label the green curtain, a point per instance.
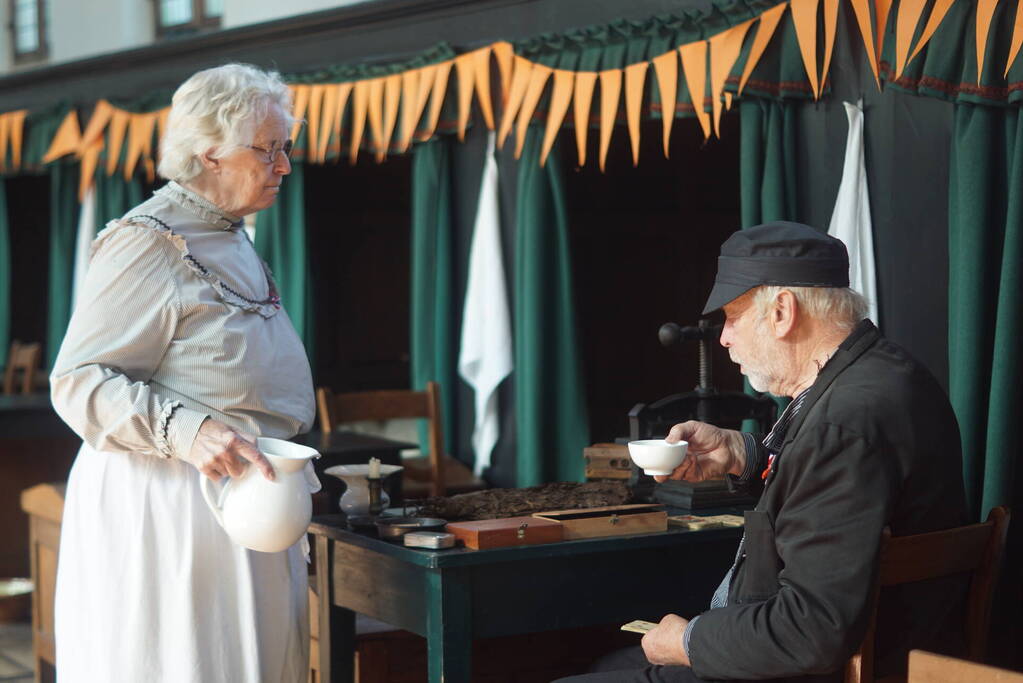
(985, 312)
(280, 240)
(4, 275)
(550, 407)
(63, 230)
(435, 308)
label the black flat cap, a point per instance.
(779, 253)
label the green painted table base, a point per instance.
(452, 596)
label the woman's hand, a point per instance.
(220, 451)
(712, 453)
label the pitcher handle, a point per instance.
(214, 502)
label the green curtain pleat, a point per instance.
(985, 214)
(4, 275)
(766, 175)
(435, 308)
(280, 240)
(550, 408)
(63, 230)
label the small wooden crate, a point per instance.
(504, 533)
(610, 520)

> [Problem statement]:
From first line to last, return the records verbatim without their pictures.

> [Result for this exercise]:
label the green curtain, a point per instance.
(985, 312)
(280, 240)
(4, 275)
(550, 407)
(63, 230)
(435, 308)
label the black flat cap, a point per instance.
(779, 253)
label the green painted table base, a point per instance.
(452, 596)
label the woman's hand, a point per instance.
(220, 451)
(712, 453)
label the pitcher handle, a point per instance.
(214, 502)
label the green curtain pleat, a point per instance.
(985, 214)
(4, 275)
(766, 175)
(435, 308)
(280, 240)
(550, 408)
(63, 230)
label the small wooden crate, a point per instance.
(504, 533)
(610, 520)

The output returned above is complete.